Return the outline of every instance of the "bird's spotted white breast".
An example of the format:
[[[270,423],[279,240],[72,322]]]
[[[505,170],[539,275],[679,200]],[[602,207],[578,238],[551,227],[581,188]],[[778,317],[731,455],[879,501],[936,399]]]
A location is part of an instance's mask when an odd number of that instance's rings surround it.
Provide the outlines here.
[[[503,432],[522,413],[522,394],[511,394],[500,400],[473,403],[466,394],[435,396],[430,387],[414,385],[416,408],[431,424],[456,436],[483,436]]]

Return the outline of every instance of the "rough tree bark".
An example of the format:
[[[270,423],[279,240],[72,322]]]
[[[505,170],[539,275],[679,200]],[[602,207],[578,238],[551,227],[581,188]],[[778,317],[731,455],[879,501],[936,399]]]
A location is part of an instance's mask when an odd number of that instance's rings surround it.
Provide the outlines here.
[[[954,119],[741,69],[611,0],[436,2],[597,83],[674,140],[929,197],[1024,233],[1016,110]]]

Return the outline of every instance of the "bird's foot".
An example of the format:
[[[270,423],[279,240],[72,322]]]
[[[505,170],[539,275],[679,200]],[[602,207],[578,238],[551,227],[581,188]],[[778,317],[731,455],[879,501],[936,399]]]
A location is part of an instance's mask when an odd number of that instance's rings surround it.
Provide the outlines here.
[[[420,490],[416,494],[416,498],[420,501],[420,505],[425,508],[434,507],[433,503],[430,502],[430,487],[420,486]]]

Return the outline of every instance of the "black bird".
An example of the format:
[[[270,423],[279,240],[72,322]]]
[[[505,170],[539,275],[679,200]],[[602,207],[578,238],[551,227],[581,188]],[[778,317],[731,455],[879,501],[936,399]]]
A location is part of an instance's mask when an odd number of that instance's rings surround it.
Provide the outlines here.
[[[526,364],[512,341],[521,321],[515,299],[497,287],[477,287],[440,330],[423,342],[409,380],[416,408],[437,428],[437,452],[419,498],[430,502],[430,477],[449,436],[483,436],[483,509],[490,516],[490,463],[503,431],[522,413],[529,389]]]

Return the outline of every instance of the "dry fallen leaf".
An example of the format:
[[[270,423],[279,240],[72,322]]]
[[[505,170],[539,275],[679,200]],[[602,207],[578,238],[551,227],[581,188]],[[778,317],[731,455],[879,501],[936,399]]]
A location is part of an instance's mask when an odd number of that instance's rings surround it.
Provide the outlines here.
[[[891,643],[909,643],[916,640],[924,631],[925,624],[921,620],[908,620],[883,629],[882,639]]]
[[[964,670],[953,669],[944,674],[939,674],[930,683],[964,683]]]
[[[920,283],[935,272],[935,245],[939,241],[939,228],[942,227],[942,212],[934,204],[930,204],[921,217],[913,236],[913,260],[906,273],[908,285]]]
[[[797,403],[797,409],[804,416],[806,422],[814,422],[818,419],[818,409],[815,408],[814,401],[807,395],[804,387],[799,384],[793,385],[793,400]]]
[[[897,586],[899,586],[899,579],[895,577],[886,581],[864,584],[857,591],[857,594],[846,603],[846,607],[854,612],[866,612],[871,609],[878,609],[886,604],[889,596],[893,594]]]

══════════

▸ Given instruction
List every line of the records above that contains the word "Return".

▸ Result of the task
Return the outline of every instance of the "bird's spotted white breast".
Return the outline of every instance of the "rough tree bark".
Return the outline of every instance of the "bird's foot".
Return the outline of every instance of the "black bird".
Return the outline of every instance of the "dry fallen leaf".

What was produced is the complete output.